# Overclocking A laptop?



## dnichols27 (Apr 5, 2008)

I am interested if a traditional laptop can be overclocked? I have a 
dell 830 lattitude
2x2 kingston PC2-5300 667MHz 
inter core 2 duo PROCESSOR..., T7500, 2.2, 4MB
Hardware 
Type Description 
DVD/CD-ROM Drives HL-DT-ST CDRW/DVD GCCT10N 
Disk Drives Hitachi HTS541612J9SA00 111.7Gb 
Display Adapters Mobile Intel(R) 965 Express Chipset Family 384Mb 
Mobile Intel(R) 965 Express Chipset Family 384Mb 
IDE ATA/ATAPI Controllers Intel(R) ICH8M Ultra ATA Storage Controllers - 2850


----------



## bluesoul (Apr 3, 2008)

Theoretically I'm sure it's possible with the right BIOS, but I would be leery of doing so as you have no way to mitigate the increased heat an overclocked system produces. That system is solid enough that I wouldn't mess with OCing it, honestly. But I've never been huge on that stuff anyway so someone else may have better advice if you _do_ want to.

-Daniel


----------



## hobosrock696 (Apr 9, 2008)

I have tried but it is insanely unstable with the slightest changes especialy when you mess with the graphics...


----------
++++
Challenge:
Reproduce the part of the laptop overclocking thread from "## bluesoul (Apr" up to and including "you _do_ want to.".

Given information:
++++
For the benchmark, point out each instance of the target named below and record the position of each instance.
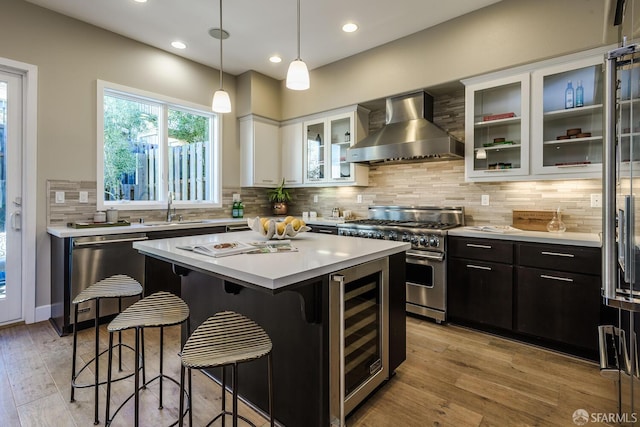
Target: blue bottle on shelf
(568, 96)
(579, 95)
++++
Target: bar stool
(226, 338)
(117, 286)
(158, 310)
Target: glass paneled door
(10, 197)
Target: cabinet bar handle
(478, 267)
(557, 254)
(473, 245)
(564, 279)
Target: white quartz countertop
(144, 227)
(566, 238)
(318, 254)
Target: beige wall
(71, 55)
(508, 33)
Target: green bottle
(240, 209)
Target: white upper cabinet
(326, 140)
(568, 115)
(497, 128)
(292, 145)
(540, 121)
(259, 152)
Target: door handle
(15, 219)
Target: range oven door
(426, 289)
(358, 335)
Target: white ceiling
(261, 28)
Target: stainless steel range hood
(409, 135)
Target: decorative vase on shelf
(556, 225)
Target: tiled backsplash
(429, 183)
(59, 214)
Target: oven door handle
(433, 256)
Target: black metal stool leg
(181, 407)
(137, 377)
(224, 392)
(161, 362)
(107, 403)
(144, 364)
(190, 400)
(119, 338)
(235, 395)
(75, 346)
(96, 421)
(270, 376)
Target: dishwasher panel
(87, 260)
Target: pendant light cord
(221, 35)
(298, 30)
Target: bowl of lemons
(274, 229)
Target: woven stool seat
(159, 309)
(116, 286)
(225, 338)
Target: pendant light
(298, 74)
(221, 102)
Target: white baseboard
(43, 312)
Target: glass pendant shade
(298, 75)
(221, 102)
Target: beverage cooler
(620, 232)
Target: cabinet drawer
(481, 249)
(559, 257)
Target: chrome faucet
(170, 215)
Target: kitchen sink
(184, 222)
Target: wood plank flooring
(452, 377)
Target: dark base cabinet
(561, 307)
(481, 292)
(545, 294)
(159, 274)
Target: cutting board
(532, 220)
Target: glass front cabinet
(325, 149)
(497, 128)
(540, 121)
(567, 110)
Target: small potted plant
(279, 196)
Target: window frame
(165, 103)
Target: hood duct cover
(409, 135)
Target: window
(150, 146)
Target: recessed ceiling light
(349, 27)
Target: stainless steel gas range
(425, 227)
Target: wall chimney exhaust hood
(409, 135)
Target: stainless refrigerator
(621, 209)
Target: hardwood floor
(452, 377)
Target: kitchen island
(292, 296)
++++
The response:
## bluesoul (Apr 3, 2008)

Theoretically I'm sure it's possible with the right BIOS, but I would be leery of doing so as you have no way to mitigate the increased heat an overclocked system produces. That system is solid enough that I wouldn't mess with OCing it, honestly. But I've never been huge on that stuff anyway so someone else may have better advice if you _do_ want to.